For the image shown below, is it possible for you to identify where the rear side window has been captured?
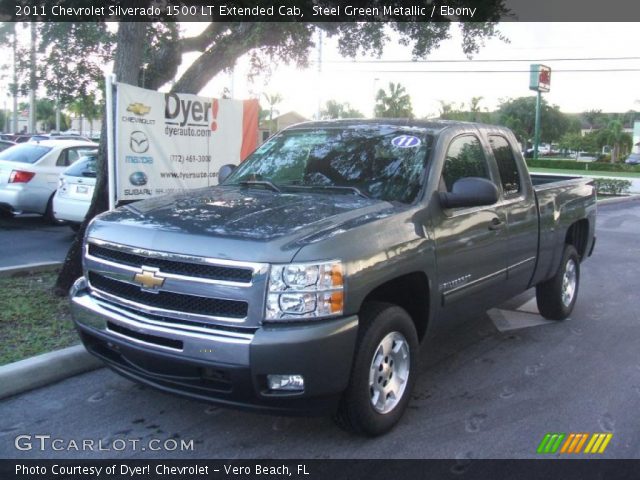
[64,157,96,178]
[442,135,491,192]
[489,136,522,197]
[0,143,51,164]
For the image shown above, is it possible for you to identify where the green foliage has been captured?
[320,100,364,120]
[594,178,631,195]
[498,96,575,145]
[526,159,640,173]
[374,82,413,118]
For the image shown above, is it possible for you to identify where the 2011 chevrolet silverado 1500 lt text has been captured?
[71,120,596,435]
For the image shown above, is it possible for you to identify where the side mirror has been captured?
[440,177,500,208]
[218,163,236,184]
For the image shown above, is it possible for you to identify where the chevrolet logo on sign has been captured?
[127,102,151,116]
[133,268,165,291]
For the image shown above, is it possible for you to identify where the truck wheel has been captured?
[536,245,580,320]
[335,302,418,436]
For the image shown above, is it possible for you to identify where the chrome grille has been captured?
[84,237,269,333]
[89,272,248,318]
[89,244,253,283]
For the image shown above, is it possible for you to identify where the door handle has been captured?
[489,217,507,231]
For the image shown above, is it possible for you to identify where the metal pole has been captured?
[11,23,18,133]
[533,91,542,160]
[316,29,322,120]
[104,73,116,210]
[29,23,37,133]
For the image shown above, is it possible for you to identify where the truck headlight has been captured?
[265,261,344,321]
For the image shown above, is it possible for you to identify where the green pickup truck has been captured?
[71,120,596,435]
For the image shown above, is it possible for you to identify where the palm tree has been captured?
[262,93,282,135]
[374,82,413,118]
[602,120,633,163]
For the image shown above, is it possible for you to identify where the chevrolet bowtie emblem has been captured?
[133,268,165,290]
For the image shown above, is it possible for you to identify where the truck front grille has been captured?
[89,244,253,284]
[89,272,248,319]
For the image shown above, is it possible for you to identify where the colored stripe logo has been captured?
[537,433,613,454]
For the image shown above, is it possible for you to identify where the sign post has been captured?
[104,73,116,210]
[529,64,551,160]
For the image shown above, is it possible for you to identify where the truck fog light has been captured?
[280,293,316,314]
[69,277,87,297]
[267,375,304,392]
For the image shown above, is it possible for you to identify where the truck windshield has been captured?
[224,125,433,203]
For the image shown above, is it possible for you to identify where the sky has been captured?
[192,22,640,118]
[0,22,640,118]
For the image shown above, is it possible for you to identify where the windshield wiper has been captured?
[238,180,282,193]
[287,185,371,198]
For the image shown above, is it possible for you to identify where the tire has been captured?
[44,193,65,225]
[335,302,418,436]
[536,245,580,320]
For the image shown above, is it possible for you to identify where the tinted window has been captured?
[224,126,432,203]
[0,143,51,163]
[56,147,95,167]
[64,157,96,178]
[442,135,491,192]
[489,136,522,197]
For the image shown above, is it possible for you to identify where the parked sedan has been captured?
[624,153,640,165]
[0,140,16,152]
[0,140,98,221]
[53,153,96,230]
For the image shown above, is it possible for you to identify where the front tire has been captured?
[336,302,418,436]
[536,245,580,320]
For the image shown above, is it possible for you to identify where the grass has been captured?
[529,167,640,178]
[0,272,79,365]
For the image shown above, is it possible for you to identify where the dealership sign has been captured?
[529,64,551,92]
[114,83,258,201]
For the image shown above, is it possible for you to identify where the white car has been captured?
[0,140,98,221]
[53,154,97,230]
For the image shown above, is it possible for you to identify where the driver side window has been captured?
[440,135,491,192]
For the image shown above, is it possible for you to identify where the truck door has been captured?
[433,133,507,310]
[488,131,538,298]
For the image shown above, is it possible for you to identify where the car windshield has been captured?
[64,155,97,178]
[0,143,51,163]
[224,125,433,203]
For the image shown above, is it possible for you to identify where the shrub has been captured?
[527,159,640,173]
[593,178,631,195]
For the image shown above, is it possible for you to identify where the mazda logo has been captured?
[129,130,149,153]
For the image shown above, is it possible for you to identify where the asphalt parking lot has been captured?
[0,201,640,460]
[0,215,75,268]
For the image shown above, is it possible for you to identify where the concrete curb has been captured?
[0,262,63,277]
[0,345,104,399]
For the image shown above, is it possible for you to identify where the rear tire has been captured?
[335,302,418,436]
[44,193,65,225]
[536,245,580,320]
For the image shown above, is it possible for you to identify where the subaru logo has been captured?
[129,172,149,187]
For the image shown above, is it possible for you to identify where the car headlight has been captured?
[265,261,344,321]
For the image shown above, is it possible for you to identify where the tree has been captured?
[54,22,147,296]
[374,82,413,118]
[262,93,282,134]
[600,120,633,163]
[320,100,364,120]
[56,15,509,293]
[498,96,572,145]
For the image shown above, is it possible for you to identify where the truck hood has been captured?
[89,186,394,263]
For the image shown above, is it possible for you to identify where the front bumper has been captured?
[71,279,358,415]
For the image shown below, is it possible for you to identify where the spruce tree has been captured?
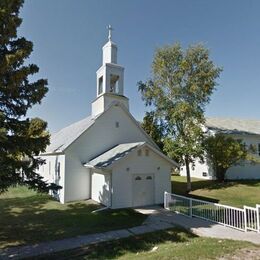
[0,0,58,193]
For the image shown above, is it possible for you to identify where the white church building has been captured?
[39,28,177,208]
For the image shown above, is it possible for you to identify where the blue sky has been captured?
[19,0,260,132]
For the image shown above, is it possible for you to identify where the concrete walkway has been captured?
[0,213,173,260]
[0,207,260,259]
[137,207,260,245]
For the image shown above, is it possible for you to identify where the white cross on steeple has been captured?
[107,24,114,41]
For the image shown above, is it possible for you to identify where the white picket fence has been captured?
[164,192,260,233]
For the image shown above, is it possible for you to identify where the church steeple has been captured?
[92,25,129,116]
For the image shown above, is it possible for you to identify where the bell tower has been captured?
[92,25,129,117]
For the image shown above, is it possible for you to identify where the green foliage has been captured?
[141,112,164,150]
[138,44,221,190]
[0,0,58,193]
[204,134,254,181]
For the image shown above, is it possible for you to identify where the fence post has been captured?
[256,204,260,233]
[244,206,247,232]
[163,191,167,209]
[189,199,192,218]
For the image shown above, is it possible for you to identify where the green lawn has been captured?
[0,187,146,248]
[37,228,259,260]
[172,175,260,207]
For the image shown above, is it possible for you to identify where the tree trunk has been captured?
[185,155,191,193]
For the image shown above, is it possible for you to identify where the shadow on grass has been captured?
[0,195,146,248]
[172,175,260,203]
[37,228,196,259]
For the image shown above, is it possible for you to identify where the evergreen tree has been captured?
[0,0,59,192]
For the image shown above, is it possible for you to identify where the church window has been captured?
[49,162,51,175]
[98,76,103,95]
[56,162,60,179]
[110,74,119,93]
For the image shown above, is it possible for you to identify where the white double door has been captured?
[133,174,154,207]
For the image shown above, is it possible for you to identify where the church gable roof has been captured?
[43,102,159,155]
[85,142,144,168]
[84,142,178,168]
[45,116,95,153]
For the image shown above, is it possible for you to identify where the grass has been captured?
[0,186,146,248]
[172,175,260,207]
[37,228,257,260]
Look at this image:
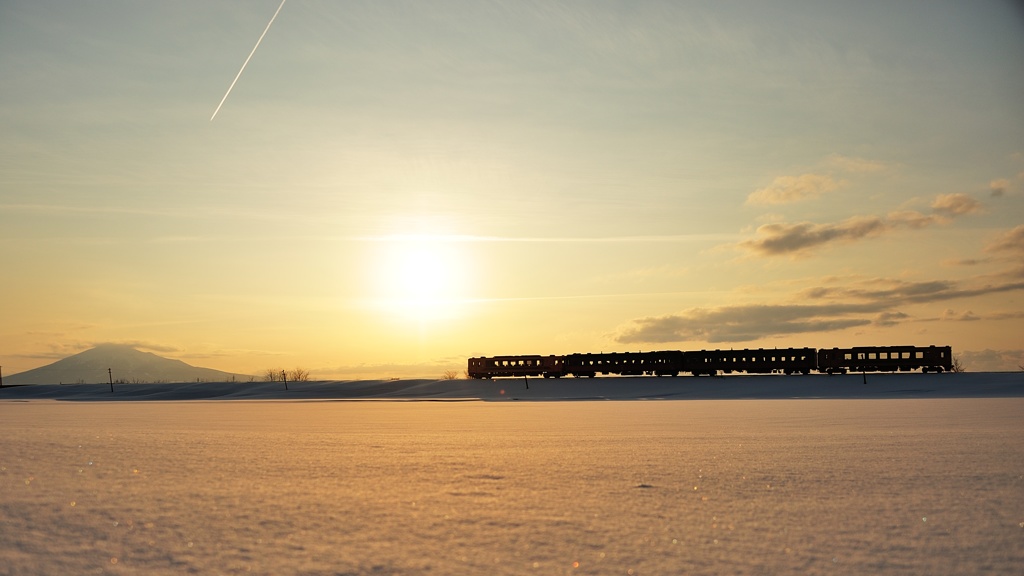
________________
## Problem to work on
Put every line of the data above into a numbered list, skipping any blank lines and leaving out the pictures.

## Solution to this exercise
1. For the image shown below, is it possible for you to identify where the rear side window has been captured?
2. [64,157,96,178]
3. [442,135,491,192]
4. [489,136,522,197]
5. [0,143,51,164]
6. For the image shown above, is it possible for you to identify where the green foliage has been captured?
7. [320,100,364,120]
8. [594,178,631,195]
9. [498,96,575,145]
10. [526,159,640,173]
11. [374,82,413,118]
12. For the image shown above, is it possible for you to identify where the 2011 chevrolet silverado 1500 lt text has been captured?
13. [71,120,596,435]
14. For the image shown above, is it possible for you to identify where the side mirror has been captured?
15. [440,177,500,208]
16. [218,163,236,184]
17. For the image shown above, is it possible for you to identify where the chevrolet logo on sign has been captured?
18. [127,102,151,116]
19. [133,268,165,291]
20. For the image shown above, is it possible for you to identify where the truck wheel has been captured?
21. [536,245,580,320]
22. [335,302,418,436]
23. For the image shown above, is it possible for you to identify where the chrome grille has been captured?
24. [84,237,269,333]
25. [89,272,248,318]
26. [89,244,253,283]
27. For the image shown above, is it possible for you to identify where the door handle has been captured?
28. [489,217,507,231]
29. For the image shown above, is it possible for you to identify where the metal pole has been captured?
30. [11,23,18,133]
31. [533,91,542,160]
32. [316,29,322,120]
33. [104,73,116,210]
34. [29,23,37,133]
35. For the image shown above, is it possible for you to identify where the truck headlight has been captured?
36. [265,261,344,321]
37. For the image shown above, is it possible for you to identify where the green pickup truck has been captured?
38. [71,120,596,435]
39. For the image shown above, is it possible for you to identify where the palm tree has been captured?
40. [262,93,282,135]
41. [374,82,413,118]
42. [602,120,633,163]
43. For the image shown above, is it possible for you to identify where the chevrolet bowtie emblem has been captured?
44. [133,268,165,290]
45. For the image shown above, is it possible for you to identify where the truck front grille has been captured?
46. [89,244,253,284]
47. [89,272,248,319]
48. For the image shown above, is it possible for you to identify where the colored stripe logo has been captured?
49. [537,433,613,454]
50. For the image shown above, is it possible for you to identify where the sign post has been captured?
51. [104,73,116,210]
52. [529,64,551,160]
53. For the image shown above, is it possible for you to identify where the truck fog light has been captured?
54. [280,293,316,314]
55. [69,277,87,297]
56. [267,375,304,392]
57. For the image shown above, is it possible for you to identify where the truck windshield has been captured?
58. [224,125,433,203]
59. For the image shown above, is it possible for you to identify where the sky has been captured?
60. [192,22,640,118]
61. [0,22,640,118]
62. For the image shown above, is it possible for you to identify where the windshield wiper has been captured?
63. [238,180,282,193]
64. [287,185,371,198]
65. For the image shown above, is it possible for you to identify where the tire has been captured?
66. [44,193,65,225]
67. [335,302,418,436]
68. [536,245,580,320]
69. For the image shown above, is it possible for you to identify where the tinted window has been captured?
70. [224,126,432,203]
71. [0,143,51,163]
72. [56,147,95,167]
73. [64,157,96,178]
74. [442,135,491,192]
75. [489,136,522,197]
76. For the image shown above, is it possible for you to identify where the parked sedan has been captured?
77. [624,153,640,165]
78. [0,140,16,152]
79. [0,140,98,221]
80. [53,153,96,230]
81. For the image shown above, is it possible for you to identify where the front tire has been captured?
82. [336,302,418,436]
83. [536,245,580,320]
84. For the image shown above, is it possible for you to identify where the grass has been captured?
85. [529,167,640,178]
86. [0,272,79,365]
87. For the image shown above, is it possible for you to identify where the dealership sign has been captured?
88. [529,64,551,92]
89. [114,83,258,201]
90. For the image shown above, is it possible for you to identify where the white car has been captured?
91. [0,140,98,221]
92. [53,154,97,230]
93. For the image shown above, is it possible for you to identify where the driver side window has been captured?
94. [440,135,491,192]
95. For the image shown above, is it possible for you to identify where the truck door has been captured?
96. [433,133,507,310]
97. [488,131,538,298]
98. For the image shown above, is it possible for you to identify where the car windshield has been captured?
99. [64,155,97,178]
100. [0,143,51,163]
101. [224,125,433,203]
102. For the image shown above, is it possible for you to identify where the shrub has been captured?
103. [527,159,640,173]
104. [593,178,631,195]
105. For the image shown above, is it possible for you to identify where the mazda logo has been captured?
106. [129,130,149,153]
107. For the image shown above, is it possible for you to identify where the asphalt parking lot has been captured?
108. [0,201,640,460]
109. [0,215,75,268]
110. For the image shown above, is it possible for you to identify where the concrete curb has been captured?
111. [0,262,63,277]
112. [0,345,104,399]
113. For the image shown above, is it possible for you to identify where the rear tire has been captured?
114. [335,302,418,436]
115. [44,193,65,225]
116. [536,245,580,320]
117. For the image shown above, is it possible for you to identify where the subaru logo has been captured?
118. [129,172,149,187]
119. For the image shown above, is it possible for you to identify where the car headlight has been captured?
120. [265,261,344,321]
121. For the image shown above, is it possible for you to identify where the tree has been captured?
122. [54,22,147,296]
123. [374,82,413,118]
124. [262,93,282,134]
125. [600,120,633,163]
126. [320,100,364,120]
127. [56,15,509,293]
128. [498,96,572,145]
129. For the image shown above, is it possible for you to identify where the truck hood has been captured?
130. [89,186,394,263]
131. For the image shown above, is it possible for you to identify where the front bumper has been captured?
132. [71,279,358,415]
133. For the image shown below, is it possible for you to identify where the spruce tree has been captured?
134. [0,0,58,193]
135. For the image shown above, is it possible for you to identify where the white church building has been captured?
136. [39,28,177,208]
137. For the image shown above, is it possible for you to identify where the blue sky has been captured?
138. [19,0,260,132]
139. For the image shown above, is it possible for you to identify where the concrete walkway has been captured?
140. [0,213,173,260]
141. [0,207,260,259]
142. [137,207,260,245]
143. For the image shown above, is it possible for you to identify where the white cross on steeple has been captured?
144. [107,24,114,41]
145. For the image shown above, is it possible for you to identify where the white picket fence has been captured?
146. [164,192,260,233]
147. For the image shown above, is it possible for you to identify where the church steeple has been captured?
148. [92,25,129,116]
149. For the image shown above, is it possible for you to identify where the bell tower has been captured?
150. [92,25,129,117]
151. For the image shown above, is it possible for you to identify where the green foliage has been captured?
152. [141,112,164,150]
153. [138,44,221,190]
154. [0,0,58,193]
155. [204,134,254,181]
156. For the image shown above, is it possible for you to identify where the fence post has been captured?
157. [256,204,260,233]
158. [244,206,247,232]
159. [163,191,167,209]
160. [189,199,192,218]
161. For the image shown above, is it possible for you to identify where the green lawn has been captured?
162. [0,187,146,248]
163. [37,228,259,260]
164. [172,175,260,207]
165. For the image shown above, is it possible for you to identify where the tree trunk has been captured?
166. [185,155,191,193]
167. For the image shown above, is it possible for you to identify where the shadow on grass has been captured?
168. [0,195,146,248]
169. [172,175,260,203]
170. [37,228,196,259]
171. For the image shown above, is it possible for you to identify where the evergreen tree has been captured?
172. [0,0,59,192]
173. For the image shown above, is it possible for you to identify where the church window has been captured?
174. [49,162,51,175]
175. [98,76,103,95]
176. [56,162,60,179]
177. [110,74,119,93]
178. For the image shown above, is it possible for you to identify where the white double door has been captured?
179. [133,174,154,207]
180. For the image shown above, is it possible for you to identify where the church gable roof has been captured?
181. [43,102,159,155]
182. [85,142,144,168]
183. [84,142,178,168]
184. [45,116,95,153]
185. For the image shown above, is it possible for you to identify where the grass has been captured?
186. [0,186,146,248]
187. [172,175,260,207]
188. [37,228,257,260]
189. Look at this image:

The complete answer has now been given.